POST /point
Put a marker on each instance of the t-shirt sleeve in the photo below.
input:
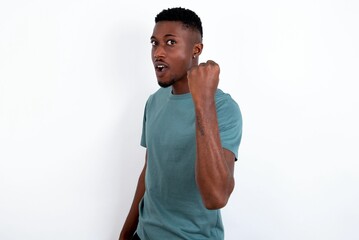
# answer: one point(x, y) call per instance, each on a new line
point(230, 124)
point(143, 135)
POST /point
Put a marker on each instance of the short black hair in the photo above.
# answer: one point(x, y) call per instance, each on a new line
point(189, 18)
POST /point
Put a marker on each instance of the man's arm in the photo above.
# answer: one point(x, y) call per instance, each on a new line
point(214, 165)
point(131, 222)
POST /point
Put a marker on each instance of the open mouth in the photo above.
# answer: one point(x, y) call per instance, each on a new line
point(160, 67)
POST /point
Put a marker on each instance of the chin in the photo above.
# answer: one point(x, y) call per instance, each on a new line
point(166, 84)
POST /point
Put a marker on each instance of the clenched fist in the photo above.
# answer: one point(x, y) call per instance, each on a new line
point(203, 81)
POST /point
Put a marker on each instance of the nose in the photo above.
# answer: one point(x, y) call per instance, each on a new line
point(158, 52)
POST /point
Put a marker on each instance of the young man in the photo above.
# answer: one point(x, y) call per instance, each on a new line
point(192, 132)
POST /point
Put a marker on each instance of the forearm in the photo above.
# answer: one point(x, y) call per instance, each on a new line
point(213, 175)
point(131, 221)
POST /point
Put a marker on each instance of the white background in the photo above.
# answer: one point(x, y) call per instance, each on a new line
point(74, 78)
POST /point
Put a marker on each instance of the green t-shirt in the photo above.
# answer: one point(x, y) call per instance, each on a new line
point(172, 206)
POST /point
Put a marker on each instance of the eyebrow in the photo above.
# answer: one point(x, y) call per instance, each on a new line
point(167, 35)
■ ■ ■ ■ ■
TASK STATEMENT: Please set down exactly the lines running from the one with "Put a marker on each instance of the eyebrow" to the last line of the entries above, both of them included, and no others.

WRITTEN ANSWER:
Put a marker on each instance of the eyebrow in the photo above.
# answer: one point(x, y) call per instance, each on a new line
point(167, 35)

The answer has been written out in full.